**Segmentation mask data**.
☆ ☆ ☆ ☆

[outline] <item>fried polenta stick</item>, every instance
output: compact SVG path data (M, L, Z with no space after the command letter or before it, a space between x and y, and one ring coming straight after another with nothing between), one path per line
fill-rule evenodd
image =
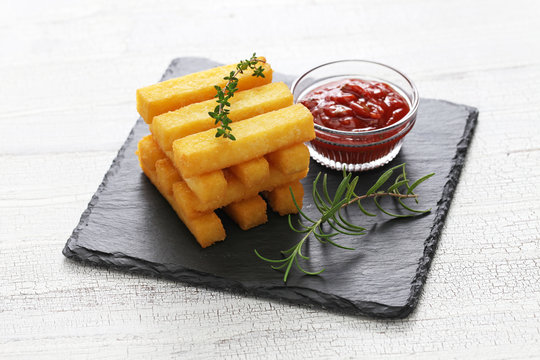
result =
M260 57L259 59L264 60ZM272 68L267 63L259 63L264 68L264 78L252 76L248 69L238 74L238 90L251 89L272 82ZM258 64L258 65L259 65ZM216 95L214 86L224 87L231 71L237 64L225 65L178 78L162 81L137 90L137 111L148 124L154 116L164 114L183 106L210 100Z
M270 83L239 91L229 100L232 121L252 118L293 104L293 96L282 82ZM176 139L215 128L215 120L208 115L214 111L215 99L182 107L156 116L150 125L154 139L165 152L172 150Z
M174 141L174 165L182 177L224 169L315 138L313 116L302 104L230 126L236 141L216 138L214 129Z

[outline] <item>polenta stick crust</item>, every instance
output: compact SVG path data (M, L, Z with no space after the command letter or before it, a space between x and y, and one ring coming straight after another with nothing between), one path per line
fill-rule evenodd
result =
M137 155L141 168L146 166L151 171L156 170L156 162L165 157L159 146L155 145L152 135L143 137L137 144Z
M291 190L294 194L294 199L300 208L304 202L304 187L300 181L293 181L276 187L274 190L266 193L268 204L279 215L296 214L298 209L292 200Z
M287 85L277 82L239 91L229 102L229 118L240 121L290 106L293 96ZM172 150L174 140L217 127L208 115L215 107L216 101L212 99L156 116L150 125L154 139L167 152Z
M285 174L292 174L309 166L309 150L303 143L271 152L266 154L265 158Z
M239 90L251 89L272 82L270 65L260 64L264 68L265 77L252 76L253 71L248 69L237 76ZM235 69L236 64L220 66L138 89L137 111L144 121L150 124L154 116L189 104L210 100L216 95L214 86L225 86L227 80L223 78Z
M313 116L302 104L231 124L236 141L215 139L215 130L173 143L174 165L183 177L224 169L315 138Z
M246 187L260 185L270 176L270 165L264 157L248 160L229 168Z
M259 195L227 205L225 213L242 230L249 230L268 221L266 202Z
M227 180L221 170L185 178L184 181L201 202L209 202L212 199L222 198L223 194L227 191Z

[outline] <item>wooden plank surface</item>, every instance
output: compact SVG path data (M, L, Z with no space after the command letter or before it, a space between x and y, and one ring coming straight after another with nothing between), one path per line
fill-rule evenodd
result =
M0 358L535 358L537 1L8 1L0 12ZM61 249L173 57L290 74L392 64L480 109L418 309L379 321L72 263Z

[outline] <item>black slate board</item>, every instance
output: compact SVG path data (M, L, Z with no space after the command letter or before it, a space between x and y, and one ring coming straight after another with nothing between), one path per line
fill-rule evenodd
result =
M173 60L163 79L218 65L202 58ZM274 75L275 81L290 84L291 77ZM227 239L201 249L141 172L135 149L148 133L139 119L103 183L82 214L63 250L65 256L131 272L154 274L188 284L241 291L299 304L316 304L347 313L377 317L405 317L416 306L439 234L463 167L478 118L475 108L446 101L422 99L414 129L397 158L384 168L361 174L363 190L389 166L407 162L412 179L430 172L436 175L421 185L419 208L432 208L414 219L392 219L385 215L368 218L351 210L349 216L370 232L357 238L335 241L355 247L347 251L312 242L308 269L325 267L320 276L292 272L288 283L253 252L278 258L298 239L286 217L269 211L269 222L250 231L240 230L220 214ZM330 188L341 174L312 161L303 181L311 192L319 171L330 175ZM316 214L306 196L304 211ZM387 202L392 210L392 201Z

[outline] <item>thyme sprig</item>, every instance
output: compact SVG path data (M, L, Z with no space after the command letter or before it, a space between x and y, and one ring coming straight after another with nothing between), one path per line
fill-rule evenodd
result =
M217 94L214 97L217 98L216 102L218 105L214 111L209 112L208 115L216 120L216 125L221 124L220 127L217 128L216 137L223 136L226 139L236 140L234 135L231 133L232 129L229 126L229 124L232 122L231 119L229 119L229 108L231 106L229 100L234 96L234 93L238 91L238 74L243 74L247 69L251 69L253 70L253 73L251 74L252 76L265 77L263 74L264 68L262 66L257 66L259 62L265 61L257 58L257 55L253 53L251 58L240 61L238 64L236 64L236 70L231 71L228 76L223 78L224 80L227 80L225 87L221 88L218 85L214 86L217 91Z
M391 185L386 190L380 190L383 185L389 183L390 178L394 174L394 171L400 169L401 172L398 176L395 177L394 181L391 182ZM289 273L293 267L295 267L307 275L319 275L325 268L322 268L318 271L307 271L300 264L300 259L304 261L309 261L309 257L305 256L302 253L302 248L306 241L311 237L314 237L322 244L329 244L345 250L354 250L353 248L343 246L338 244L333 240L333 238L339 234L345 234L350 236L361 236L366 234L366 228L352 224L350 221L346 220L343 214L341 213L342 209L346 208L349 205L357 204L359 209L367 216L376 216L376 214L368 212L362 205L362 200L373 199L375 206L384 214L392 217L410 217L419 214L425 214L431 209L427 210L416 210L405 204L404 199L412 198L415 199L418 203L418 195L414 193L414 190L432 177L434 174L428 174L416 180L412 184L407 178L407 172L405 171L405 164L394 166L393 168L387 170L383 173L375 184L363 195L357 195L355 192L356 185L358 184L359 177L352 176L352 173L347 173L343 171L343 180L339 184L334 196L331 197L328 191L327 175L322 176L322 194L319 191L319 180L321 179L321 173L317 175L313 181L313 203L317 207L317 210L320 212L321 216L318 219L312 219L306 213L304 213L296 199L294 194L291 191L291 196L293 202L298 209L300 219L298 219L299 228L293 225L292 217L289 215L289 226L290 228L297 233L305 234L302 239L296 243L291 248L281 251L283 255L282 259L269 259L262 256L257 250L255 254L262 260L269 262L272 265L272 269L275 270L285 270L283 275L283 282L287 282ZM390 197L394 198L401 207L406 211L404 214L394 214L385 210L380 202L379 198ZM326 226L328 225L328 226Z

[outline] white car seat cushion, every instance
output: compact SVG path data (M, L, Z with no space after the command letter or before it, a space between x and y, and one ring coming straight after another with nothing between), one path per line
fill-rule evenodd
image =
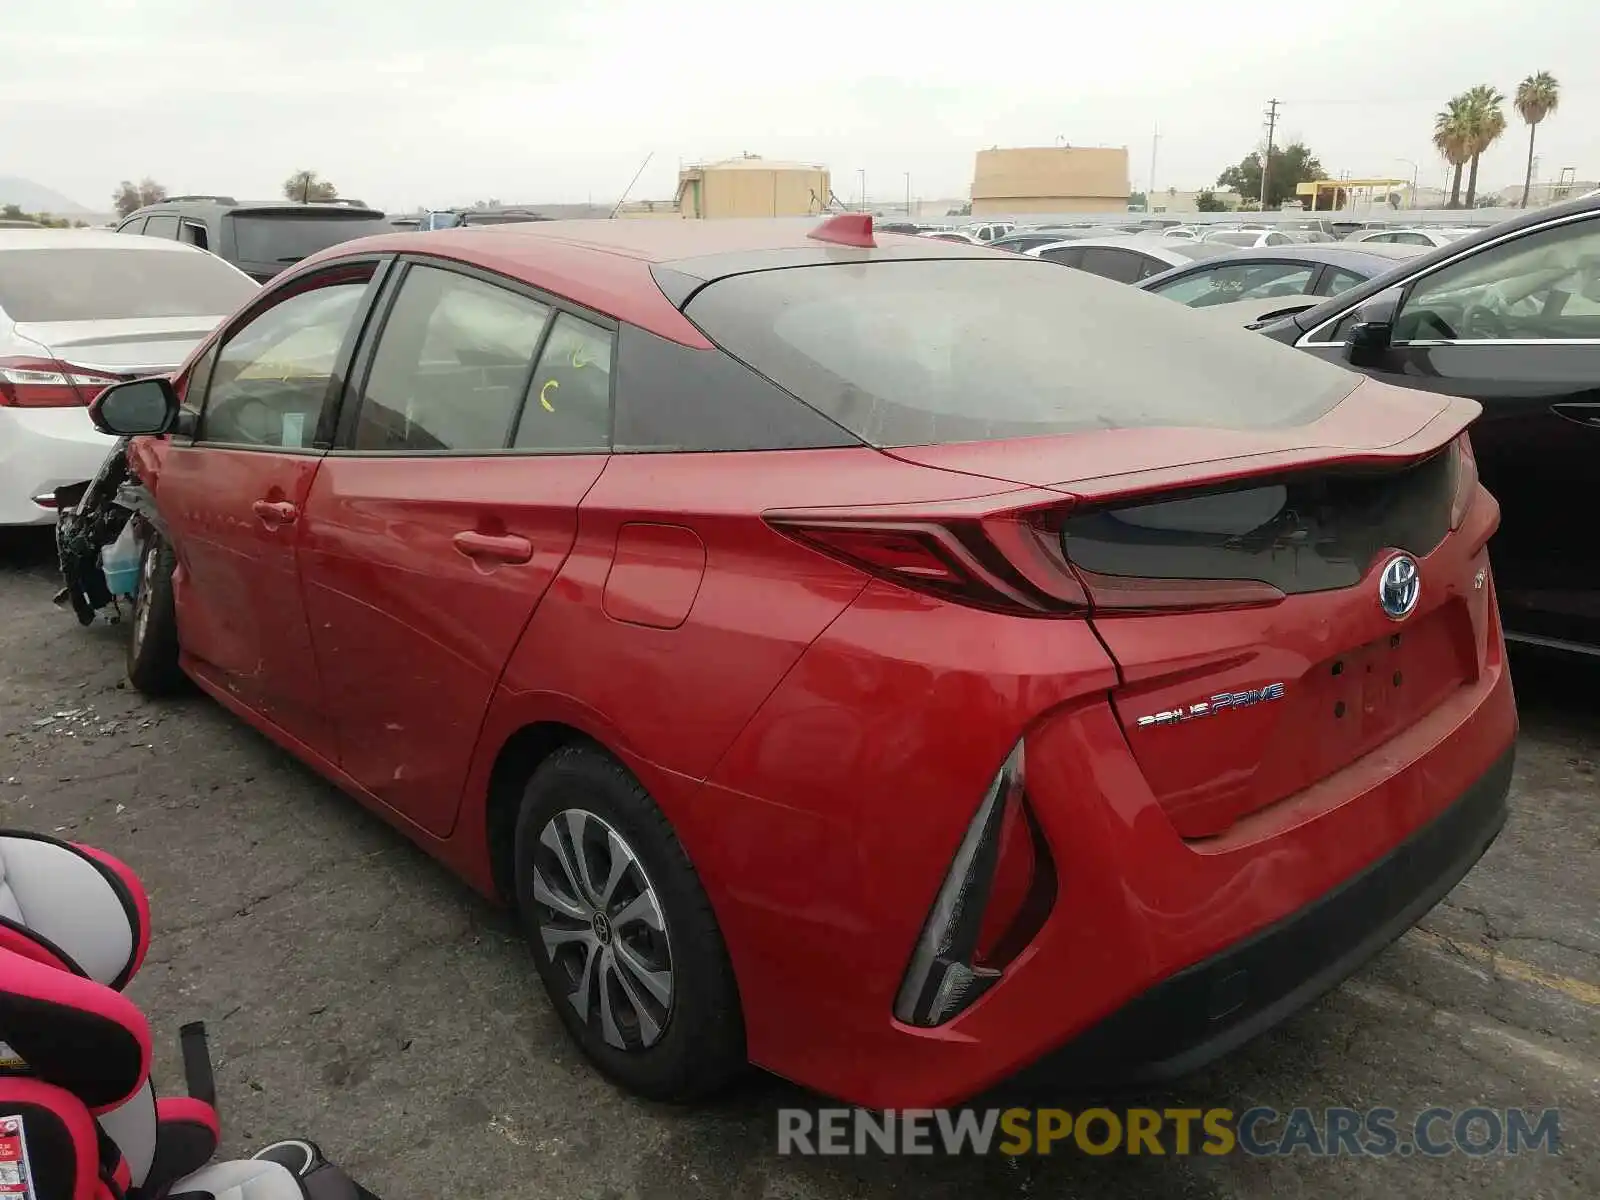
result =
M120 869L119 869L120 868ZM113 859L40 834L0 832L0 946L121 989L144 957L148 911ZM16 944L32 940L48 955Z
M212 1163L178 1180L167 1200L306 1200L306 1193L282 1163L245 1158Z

☆ ☆ ☆ ☆

**Exercise brief**.
Could the entries above be copied out exactly, with no pictures included?

**Exercise result**.
[outline] <item>fried polenta stick</item>, every instance
output: compact SVG path data (M, L, Z with no space after the command letter or before it, a space between x and y, and one ring coming straight after another with nothing between), one path per line
fill-rule evenodd
image =
result =
M260 57L259 59L264 60ZM272 68L267 63L259 63L264 68L264 78L252 76L248 69L238 74L238 90L251 89L272 82ZM258 64L258 65L259 65ZM216 95L214 86L224 87L231 71L237 64L225 65L178 78L162 81L137 90L137 111L148 124L154 116L164 114L183 106L210 100Z
M270 83L239 91L229 100L232 121L252 118L293 104L293 96L282 82ZM176 139L215 128L215 120L208 115L214 111L215 99L182 107L156 116L150 125L154 139L165 152L172 150Z
M174 141L174 165L182 177L224 169L315 138L313 116L302 104L230 126L236 141L216 138L214 129Z

[outline] <item>polenta stick crust</item>, every instance
output: compact SVG path data (M, L, Z with no space after the command letter or before it, a space between x and y, and one ring coming straight after another with nothing between), one path per line
fill-rule evenodd
result =
M137 155L141 168L146 166L151 171L156 170L156 162L165 157L159 146L155 145L152 135L143 137L137 144Z
M291 190L294 194L294 199L300 208L304 202L304 187L300 181L293 181L276 187L274 190L266 193L268 204L279 215L296 214L298 209L292 200Z
M287 85L277 82L239 91L229 102L229 118L240 121L290 106L293 96ZM172 150L174 140L217 127L208 115L215 107L216 101L212 99L156 116L150 125L154 139L167 152Z
M285 174L292 174L309 166L309 150L303 143L271 152L266 154L265 158Z
M239 90L251 89L272 82L270 65L260 64L264 68L265 77L252 76L253 71L248 69L237 76ZM235 69L236 64L220 66L138 89L137 111L144 121L150 124L154 116L189 104L210 100L216 95L214 86L225 86L227 80L223 78Z
M313 116L302 104L231 124L236 141L215 139L215 130L173 143L174 165L183 177L224 169L315 138Z
M246 187L260 185L270 176L270 165L264 157L248 160L229 168Z
M259 195L227 205L225 213L242 230L249 230L268 221L266 202Z
M227 180L221 170L185 178L184 181L201 202L209 202L212 199L222 198L223 194L227 191Z

[outline] <item>wooden plank surface</item>, every instance
output: compact SVG path data (M, L, Z with no space after the command letter or before it, a space between x and y, and one ring coming straight after another with nothing between), one path per line
fill-rule evenodd
result =
M0 358L535 358L537 1L8 1L0 12ZM61 249L173 57L290 74L392 64L480 109L418 309L379 321L72 263Z

[outline] <item>black slate board</item>, every instance
output: compact SVG path data (M, L, Z with no space after the command letter or before it, a space between x and y, and one ring coming straight after another with nothing between), one path per line
fill-rule evenodd
result =
M173 60L163 79L218 65L202 58ZM274 75L275 81L290 84L291 77ZM227 239L201 249L141 172L135 149L148 133L139 119L103 183L82 214L63 250L65 256L131 272L154 274L188 284L241 291L299 304L316 304L347 313L377 317L405 317L416 306L439 234L463 167L478 118L475 108L446 101L422 99L414 129L397 158L384 168L361 174L363 190L389 166L407 162L412 179L430 172L436 175L421 185L419 208L432 208L414 219L392 219L385 215L368 218L351 210L349 216L370 232L357 238L335 241L355 247L347 251L312 242L308 269L325 267L320 276L292 272L288 283L253 252L278 258L298 239L286 217L269 211L269 222L250 231L240 230L220 214ZM330 188L341 174L312 161L303 181L311 192L319 171L330 175ZM316 214L306 196L304 211ZM387 202L392 210L392 201Z

[outline] <item>thyme sprig</item>, every instance
output: compact SVG path data (M, L, Z with no space after the command letter or before it, a space between x and y, and one ring coming straight after another with nothing between), one path per line
fill-rule evenodd
result =
M217 94L214 97L217 98L216 102L218 105L214 111L209 112L208 115L216 120L216 125L221 124L220 127L217 128L216 137L223 136L226 139L236 140L234 135L231 133L232 129L229 126L229 124L232 122L231 119L229 119L229 108L231 106L229 100L234 96L234 93L238 91L238 74L243 74L247 69L251 69L253 70L253 73L251 74L252 76L265 77L263 74L264 68L262 66L257 66L259 62L265 61L257 58L257 55L253 53L251 58L240 61L238 64L236 64L236 70L231 71L228 76L223 78L224 80L227 80L225 87L221 88L218 85L214 86L217 91Z
M391 185L386 190L380 190L383 185L389 183L390 178L394 174L394 171L400 169L401 172L398 176L395 177L394 181L391 182ZM289 273L293 267L295 267L307 275L319 275L325 268L322 268L318 271L307 271L300 264L300 259L304 261L309 261L309 257L305 256L302 253L302 248L306 241L311 237L314 237L322 244L329 244L345 250L354 250L353 248L343 246L338 244L333 240L333 238L339 234L345 234L350 236L361 236L366 234L366 228L352 224L350 221L346 220L343 214L341 213L342 209L346 208L349 205L357 204L359 209L367 216L376 216L376 214L368 212L362 205L362 200L373 199L375 206L384 214L392 217L410 217L419 214L425 214L431 209L427 210L416 210L405 204L404 199L412 198L415 199L418 203L418 195L414 193L414 190L432 177L434 174L428 174L416 180L412 184L407 178L407 172L405 171L405 164L394 166L393 168L387 170L383 173L375 184L363 195L357 195L355 192L356 185L358 184L359 177L352 176L352 173L347 173L343 171L343 180L339 184L334 196L331 197L328 191L327 175L322 176L322 194L319 191L319 180L321 179L321 173L317 175L313 181L313 203L317 207L317 210L320 212L321 216L318 219L312 219L306 213L304 213L296 199L294 194L291 191L291 196L293 202L298 209L300 219L298 219L299 228L293 225L292 217L289 215L289 226L290 228L297 233L305 234L302 239L296 243L291 248L281 251L283 255L282 259L269 259L262 256L257 250L255 254L262 260L269 262L272 265L272 269L275 270L285 270L283 275L283 282L287 282ZM390 197L394 198L401 207L406 211L404 214L394 214L385 210L380 202L379 198ZM326 226L328 225L328 226Z

[outline] white car seat cushion, every instance
output: compact SVG path data (M, L, Z with no space after the command letter or before it, a space between x and y, and one ring coming straight after another with nothing between), one path per line
fill-rule evenodd
image =
result =
M120 869L119 869L120 868ZM113 859L40 834L0 832L0 946L121 989L144 957L148 911ZM16 944L32 940L48 955Z
M212 1163L178 1180L167 1200L306 1200L306 1193L282 1163L245 1158Z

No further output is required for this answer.